EXERCISE AIM:
Count how many lines in the data below contain the string "front", with case treated as significant. Reply with the number only.

DATASET EXTRACT:
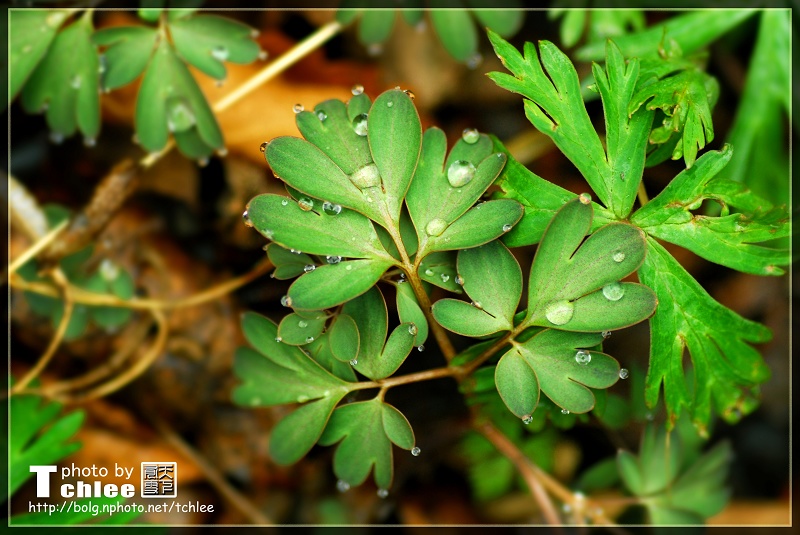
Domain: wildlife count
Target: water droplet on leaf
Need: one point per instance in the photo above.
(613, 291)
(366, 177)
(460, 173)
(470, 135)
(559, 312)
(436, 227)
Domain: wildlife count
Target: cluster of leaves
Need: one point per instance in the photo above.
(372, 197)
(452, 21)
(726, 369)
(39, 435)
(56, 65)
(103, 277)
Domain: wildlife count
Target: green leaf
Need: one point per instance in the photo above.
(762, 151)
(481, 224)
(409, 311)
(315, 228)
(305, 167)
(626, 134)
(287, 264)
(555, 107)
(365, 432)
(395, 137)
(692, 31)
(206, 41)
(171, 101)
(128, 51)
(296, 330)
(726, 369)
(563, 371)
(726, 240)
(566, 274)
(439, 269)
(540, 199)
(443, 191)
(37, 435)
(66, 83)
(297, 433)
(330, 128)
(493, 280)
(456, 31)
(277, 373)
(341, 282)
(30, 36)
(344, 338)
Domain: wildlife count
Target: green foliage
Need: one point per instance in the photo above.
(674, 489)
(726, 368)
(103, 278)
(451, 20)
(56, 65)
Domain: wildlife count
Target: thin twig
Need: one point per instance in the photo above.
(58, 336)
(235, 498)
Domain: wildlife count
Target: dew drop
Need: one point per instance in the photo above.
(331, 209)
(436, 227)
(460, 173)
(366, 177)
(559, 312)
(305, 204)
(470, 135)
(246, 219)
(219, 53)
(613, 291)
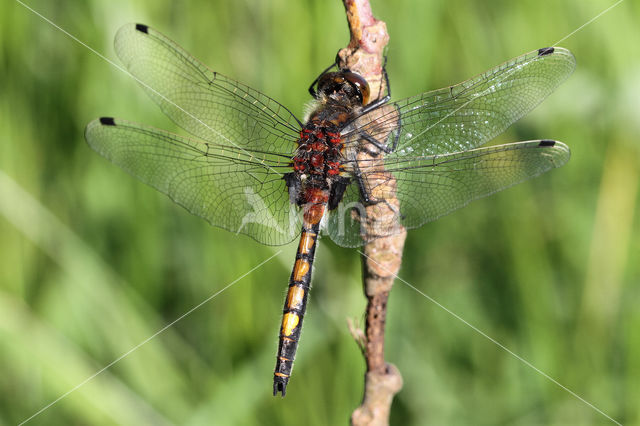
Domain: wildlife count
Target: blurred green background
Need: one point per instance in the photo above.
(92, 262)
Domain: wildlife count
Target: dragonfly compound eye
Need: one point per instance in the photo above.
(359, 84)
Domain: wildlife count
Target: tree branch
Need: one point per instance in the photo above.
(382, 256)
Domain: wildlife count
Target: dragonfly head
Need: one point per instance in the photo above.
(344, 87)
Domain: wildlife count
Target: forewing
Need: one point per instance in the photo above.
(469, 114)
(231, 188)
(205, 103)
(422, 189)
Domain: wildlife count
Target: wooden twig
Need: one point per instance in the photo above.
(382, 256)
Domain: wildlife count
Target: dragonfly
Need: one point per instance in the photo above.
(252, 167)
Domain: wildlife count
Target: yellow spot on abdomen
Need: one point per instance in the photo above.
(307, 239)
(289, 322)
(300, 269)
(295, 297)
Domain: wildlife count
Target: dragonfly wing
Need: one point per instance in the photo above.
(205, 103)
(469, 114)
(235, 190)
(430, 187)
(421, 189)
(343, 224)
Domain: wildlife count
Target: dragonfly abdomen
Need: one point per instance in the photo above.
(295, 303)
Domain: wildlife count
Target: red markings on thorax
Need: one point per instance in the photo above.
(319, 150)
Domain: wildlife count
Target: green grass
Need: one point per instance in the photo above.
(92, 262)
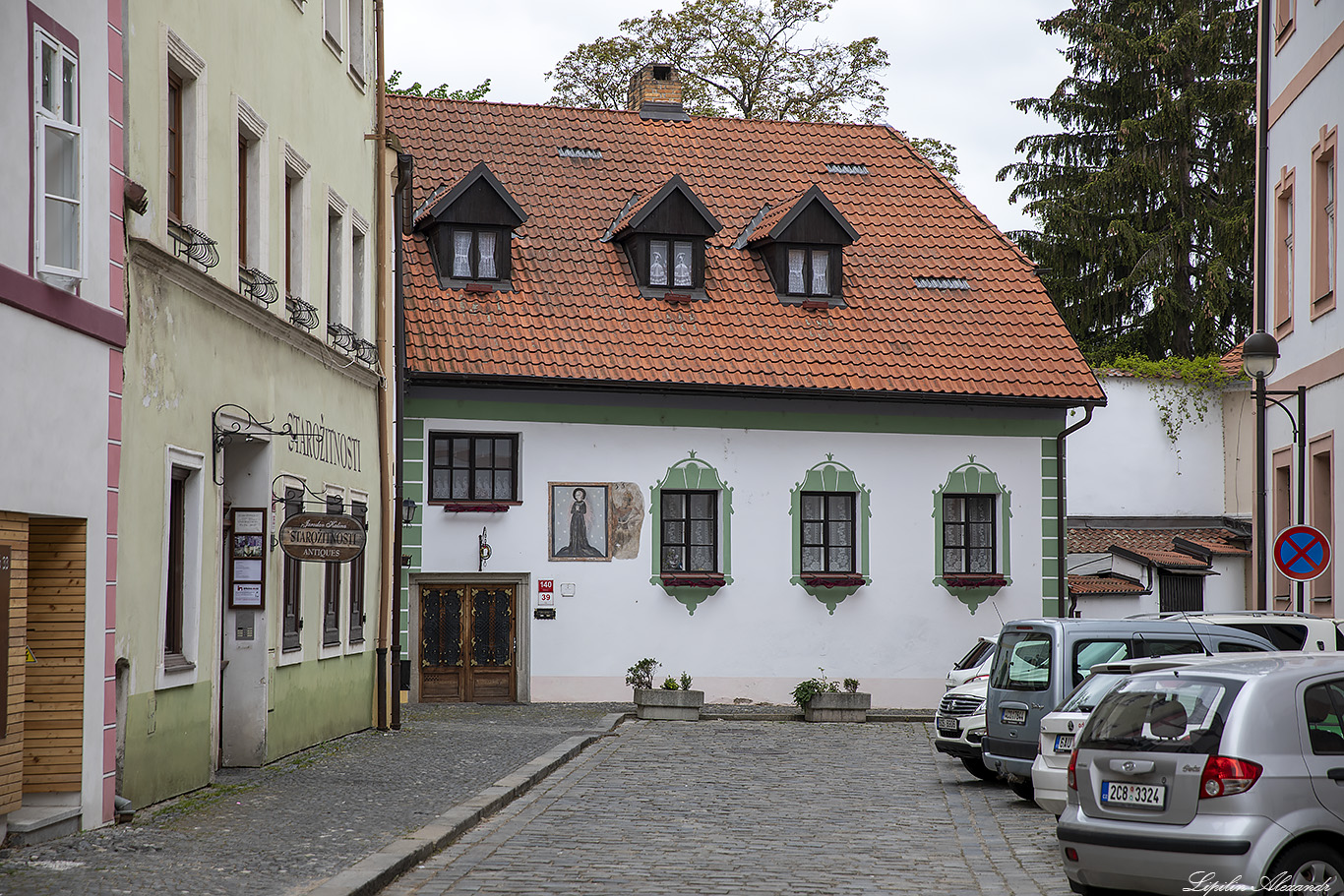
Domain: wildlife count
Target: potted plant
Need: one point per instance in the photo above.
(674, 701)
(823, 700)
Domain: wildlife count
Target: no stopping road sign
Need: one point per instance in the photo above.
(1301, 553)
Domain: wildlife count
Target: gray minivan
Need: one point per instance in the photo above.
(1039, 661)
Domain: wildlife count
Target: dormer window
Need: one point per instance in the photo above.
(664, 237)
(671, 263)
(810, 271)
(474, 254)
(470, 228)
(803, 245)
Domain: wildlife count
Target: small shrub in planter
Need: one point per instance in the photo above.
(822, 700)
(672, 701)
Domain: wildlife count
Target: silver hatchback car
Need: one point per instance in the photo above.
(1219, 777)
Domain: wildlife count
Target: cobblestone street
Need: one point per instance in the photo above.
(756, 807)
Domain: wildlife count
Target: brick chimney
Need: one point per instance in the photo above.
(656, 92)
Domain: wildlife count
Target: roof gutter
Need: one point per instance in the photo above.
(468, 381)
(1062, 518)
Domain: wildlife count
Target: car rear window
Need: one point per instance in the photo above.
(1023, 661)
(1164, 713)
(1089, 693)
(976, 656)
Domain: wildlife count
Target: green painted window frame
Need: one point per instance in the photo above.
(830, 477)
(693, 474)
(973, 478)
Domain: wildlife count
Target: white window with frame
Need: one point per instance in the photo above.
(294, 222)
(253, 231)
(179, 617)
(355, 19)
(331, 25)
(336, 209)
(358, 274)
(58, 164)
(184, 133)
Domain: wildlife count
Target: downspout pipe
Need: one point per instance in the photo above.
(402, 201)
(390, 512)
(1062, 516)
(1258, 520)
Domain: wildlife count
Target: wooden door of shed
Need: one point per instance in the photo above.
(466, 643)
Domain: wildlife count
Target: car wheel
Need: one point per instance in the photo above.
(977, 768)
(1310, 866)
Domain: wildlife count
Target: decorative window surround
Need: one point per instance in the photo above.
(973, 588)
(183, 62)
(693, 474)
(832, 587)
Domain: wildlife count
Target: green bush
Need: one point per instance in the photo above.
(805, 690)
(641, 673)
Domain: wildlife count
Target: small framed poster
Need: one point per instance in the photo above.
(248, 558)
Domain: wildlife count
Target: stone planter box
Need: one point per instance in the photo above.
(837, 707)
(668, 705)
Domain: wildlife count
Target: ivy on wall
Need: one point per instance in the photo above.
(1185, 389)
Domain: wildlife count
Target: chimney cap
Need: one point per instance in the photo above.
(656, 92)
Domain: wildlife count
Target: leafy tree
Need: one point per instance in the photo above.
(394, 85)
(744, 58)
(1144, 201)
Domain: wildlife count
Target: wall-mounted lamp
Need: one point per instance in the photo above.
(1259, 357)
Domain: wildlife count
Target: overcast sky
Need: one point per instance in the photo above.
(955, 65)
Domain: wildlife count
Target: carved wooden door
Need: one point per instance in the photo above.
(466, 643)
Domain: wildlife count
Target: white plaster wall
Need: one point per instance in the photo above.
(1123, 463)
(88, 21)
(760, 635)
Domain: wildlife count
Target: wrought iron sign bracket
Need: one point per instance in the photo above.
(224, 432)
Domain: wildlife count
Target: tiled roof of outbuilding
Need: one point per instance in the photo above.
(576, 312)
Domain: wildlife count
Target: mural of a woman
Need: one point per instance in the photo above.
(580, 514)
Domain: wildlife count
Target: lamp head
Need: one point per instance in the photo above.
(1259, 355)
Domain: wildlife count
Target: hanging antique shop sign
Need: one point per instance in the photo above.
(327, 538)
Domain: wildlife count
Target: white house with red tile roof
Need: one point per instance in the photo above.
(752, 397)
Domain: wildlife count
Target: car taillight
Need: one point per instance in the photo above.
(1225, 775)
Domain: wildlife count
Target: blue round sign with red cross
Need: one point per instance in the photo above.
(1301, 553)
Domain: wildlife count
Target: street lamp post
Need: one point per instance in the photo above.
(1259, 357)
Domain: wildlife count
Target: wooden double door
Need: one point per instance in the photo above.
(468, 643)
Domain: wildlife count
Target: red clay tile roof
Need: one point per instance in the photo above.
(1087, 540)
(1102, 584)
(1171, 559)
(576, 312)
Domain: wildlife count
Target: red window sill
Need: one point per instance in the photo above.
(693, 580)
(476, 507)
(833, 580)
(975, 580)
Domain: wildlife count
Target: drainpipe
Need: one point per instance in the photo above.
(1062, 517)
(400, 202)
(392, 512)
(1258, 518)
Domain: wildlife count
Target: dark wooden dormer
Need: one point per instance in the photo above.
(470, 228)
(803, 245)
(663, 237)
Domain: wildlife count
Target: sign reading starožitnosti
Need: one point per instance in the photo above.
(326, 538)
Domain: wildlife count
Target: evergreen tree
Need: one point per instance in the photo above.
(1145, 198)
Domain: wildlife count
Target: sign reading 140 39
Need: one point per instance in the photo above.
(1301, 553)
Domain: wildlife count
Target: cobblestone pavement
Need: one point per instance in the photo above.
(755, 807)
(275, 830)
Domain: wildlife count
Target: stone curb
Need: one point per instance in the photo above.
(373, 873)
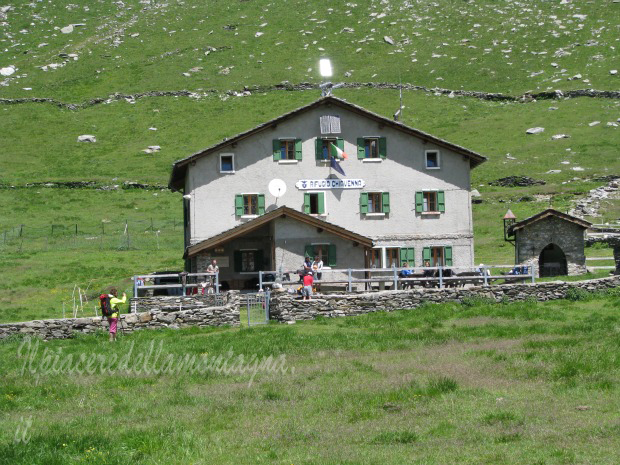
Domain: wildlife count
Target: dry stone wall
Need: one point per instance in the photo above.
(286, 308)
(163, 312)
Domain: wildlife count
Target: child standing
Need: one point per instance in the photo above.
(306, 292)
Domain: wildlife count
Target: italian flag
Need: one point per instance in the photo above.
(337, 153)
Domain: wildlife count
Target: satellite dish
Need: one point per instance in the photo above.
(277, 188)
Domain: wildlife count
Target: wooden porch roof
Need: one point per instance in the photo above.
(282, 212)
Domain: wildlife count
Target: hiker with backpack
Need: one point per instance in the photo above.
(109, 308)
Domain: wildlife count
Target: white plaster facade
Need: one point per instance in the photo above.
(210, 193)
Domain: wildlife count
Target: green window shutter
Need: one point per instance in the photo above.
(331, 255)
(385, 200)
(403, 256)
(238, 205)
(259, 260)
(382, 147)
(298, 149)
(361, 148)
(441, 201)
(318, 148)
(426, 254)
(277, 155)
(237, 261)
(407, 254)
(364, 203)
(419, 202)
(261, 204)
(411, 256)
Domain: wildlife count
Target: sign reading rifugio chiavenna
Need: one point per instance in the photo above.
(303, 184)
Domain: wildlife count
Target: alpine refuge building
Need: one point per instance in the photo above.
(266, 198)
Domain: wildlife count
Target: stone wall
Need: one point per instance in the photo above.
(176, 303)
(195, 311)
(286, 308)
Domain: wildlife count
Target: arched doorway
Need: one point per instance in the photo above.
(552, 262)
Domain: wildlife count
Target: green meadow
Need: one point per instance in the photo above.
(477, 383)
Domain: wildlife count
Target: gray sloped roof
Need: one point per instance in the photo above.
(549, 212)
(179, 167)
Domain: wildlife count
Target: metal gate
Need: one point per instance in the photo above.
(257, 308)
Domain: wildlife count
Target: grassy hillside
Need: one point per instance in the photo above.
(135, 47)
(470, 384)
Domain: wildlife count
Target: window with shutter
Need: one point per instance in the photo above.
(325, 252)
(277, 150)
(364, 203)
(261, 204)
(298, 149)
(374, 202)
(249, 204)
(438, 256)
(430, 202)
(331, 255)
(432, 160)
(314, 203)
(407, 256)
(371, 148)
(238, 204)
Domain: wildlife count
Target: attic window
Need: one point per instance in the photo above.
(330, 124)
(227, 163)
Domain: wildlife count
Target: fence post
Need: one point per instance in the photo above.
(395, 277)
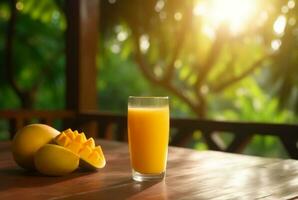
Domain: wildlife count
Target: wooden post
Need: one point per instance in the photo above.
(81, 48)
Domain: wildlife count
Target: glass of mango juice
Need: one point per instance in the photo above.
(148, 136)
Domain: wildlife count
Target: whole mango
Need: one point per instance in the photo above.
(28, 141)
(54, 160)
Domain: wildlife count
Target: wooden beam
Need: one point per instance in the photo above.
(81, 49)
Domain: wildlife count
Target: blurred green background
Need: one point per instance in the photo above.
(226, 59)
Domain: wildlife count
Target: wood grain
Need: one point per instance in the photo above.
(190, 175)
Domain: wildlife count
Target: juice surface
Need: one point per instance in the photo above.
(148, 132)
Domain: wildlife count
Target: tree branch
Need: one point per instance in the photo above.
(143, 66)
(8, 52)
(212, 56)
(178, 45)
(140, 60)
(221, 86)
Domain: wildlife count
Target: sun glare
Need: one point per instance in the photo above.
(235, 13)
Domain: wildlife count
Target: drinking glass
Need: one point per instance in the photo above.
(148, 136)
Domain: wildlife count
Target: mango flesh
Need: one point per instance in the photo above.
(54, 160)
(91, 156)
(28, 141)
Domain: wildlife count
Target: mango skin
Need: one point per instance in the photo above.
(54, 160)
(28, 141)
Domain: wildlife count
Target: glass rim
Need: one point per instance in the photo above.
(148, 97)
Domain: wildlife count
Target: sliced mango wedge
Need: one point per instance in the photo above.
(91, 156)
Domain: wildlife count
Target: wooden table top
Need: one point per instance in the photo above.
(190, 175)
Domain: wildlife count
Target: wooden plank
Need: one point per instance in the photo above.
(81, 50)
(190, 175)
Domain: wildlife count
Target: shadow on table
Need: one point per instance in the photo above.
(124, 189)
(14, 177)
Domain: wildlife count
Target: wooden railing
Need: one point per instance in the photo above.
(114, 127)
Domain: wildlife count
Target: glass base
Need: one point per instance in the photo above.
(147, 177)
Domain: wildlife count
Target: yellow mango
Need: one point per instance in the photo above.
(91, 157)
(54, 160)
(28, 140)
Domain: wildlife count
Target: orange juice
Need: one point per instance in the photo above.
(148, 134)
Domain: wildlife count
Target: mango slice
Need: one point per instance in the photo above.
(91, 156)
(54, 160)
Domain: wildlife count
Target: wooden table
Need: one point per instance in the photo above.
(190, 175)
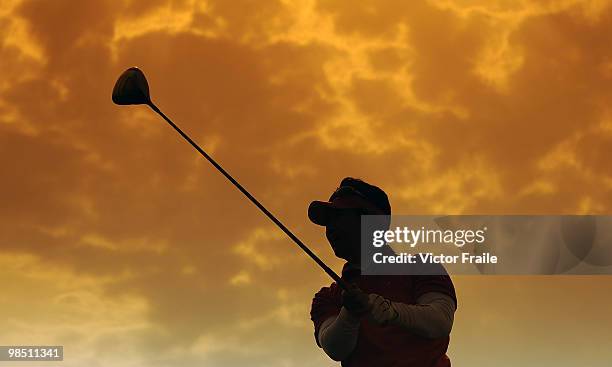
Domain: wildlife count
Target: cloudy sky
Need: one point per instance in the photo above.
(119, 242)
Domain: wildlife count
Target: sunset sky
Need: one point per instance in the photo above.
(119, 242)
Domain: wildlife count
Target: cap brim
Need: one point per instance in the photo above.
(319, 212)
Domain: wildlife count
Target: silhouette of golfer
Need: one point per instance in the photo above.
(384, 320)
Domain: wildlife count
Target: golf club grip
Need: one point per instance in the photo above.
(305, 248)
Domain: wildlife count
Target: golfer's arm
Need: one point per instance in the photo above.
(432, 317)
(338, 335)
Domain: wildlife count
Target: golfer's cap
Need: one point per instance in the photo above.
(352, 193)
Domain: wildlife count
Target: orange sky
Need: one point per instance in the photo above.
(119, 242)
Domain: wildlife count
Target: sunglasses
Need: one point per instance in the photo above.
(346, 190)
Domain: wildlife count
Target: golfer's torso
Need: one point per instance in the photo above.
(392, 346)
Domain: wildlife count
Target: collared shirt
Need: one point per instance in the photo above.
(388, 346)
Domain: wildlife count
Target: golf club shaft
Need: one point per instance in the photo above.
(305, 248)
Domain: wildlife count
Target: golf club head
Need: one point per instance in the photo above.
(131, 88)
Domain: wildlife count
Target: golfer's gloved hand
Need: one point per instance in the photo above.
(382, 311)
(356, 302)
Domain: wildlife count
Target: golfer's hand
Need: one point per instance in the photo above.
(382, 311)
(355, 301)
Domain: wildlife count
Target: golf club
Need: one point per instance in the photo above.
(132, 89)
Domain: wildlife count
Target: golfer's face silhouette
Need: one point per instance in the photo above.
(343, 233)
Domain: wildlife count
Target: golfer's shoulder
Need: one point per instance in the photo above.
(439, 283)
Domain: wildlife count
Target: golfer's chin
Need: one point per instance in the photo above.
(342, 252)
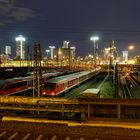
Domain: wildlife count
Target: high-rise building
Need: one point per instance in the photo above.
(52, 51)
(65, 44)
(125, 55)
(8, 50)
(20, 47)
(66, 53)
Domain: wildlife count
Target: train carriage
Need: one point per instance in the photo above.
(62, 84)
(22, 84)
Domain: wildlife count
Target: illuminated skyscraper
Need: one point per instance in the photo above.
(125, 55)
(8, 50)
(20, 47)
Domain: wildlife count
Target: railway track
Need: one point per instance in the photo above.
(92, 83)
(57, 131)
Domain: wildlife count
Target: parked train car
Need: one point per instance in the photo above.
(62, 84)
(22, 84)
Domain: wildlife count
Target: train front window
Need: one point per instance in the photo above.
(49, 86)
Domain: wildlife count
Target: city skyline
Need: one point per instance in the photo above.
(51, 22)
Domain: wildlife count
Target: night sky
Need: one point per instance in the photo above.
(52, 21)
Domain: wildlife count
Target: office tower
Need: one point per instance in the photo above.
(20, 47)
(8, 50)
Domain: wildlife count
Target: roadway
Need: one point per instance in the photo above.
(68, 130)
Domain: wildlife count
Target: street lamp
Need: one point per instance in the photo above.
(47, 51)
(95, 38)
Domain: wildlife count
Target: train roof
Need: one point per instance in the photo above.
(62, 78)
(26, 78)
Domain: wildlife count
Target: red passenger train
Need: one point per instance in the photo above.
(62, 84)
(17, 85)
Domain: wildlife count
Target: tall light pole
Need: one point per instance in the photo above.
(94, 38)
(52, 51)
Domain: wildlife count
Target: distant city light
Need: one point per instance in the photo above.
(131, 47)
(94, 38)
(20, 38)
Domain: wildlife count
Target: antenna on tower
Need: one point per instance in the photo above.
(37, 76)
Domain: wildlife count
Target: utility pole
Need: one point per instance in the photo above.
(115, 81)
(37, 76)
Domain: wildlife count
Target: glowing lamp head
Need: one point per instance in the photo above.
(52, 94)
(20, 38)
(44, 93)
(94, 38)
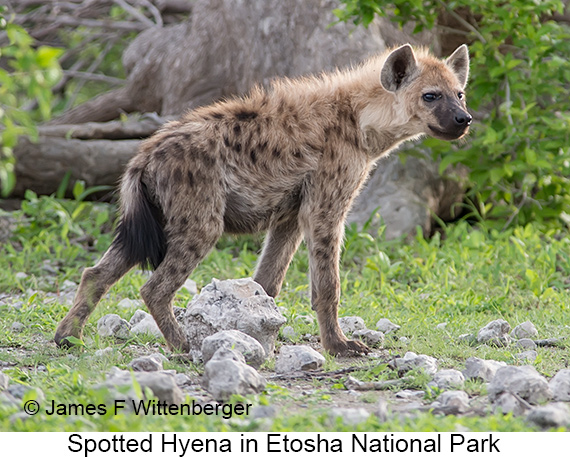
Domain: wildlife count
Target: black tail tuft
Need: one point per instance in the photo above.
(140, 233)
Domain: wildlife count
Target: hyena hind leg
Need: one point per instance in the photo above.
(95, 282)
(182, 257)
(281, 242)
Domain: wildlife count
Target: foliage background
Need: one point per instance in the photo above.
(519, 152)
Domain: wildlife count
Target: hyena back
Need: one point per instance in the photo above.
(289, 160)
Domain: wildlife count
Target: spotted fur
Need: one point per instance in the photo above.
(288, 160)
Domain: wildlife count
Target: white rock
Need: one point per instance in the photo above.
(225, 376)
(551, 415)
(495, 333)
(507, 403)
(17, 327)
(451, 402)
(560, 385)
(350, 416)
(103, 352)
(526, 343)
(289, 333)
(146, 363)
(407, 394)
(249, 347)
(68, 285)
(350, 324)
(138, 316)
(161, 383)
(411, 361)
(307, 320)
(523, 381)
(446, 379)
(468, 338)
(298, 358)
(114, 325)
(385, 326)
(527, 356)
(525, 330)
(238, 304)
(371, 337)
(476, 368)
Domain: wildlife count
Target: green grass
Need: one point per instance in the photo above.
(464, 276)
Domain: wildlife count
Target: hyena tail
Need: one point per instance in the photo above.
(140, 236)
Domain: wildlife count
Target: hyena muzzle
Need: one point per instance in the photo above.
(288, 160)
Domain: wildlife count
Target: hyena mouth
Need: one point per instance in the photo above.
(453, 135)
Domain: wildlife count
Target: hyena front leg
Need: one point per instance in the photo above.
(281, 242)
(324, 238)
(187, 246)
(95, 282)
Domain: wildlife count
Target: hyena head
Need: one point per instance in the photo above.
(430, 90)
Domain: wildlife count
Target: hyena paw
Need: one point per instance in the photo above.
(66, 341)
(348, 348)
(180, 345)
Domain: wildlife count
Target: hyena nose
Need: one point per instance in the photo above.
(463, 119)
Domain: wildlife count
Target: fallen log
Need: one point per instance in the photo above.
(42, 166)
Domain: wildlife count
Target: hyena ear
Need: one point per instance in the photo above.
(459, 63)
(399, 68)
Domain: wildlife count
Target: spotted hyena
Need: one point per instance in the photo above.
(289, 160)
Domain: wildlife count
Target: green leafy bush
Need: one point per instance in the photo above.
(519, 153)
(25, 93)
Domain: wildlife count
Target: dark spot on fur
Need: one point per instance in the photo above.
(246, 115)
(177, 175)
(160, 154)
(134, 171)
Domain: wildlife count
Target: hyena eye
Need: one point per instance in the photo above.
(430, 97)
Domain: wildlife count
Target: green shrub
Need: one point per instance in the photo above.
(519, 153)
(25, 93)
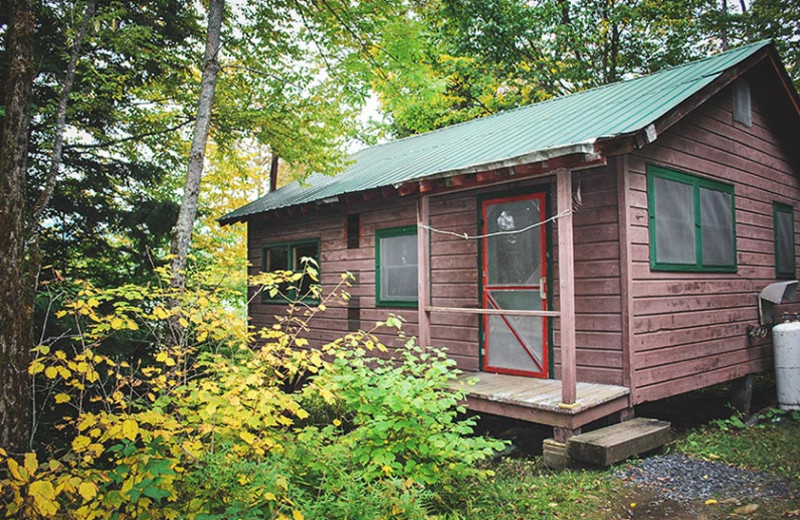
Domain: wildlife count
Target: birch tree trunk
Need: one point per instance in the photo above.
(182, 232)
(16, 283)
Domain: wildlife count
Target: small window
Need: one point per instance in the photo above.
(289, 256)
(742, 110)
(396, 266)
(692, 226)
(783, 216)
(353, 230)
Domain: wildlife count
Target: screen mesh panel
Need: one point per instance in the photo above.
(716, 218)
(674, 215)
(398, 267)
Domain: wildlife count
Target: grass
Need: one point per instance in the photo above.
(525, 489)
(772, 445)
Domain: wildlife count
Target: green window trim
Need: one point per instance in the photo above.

REPLY TO THE EXERCISE:
2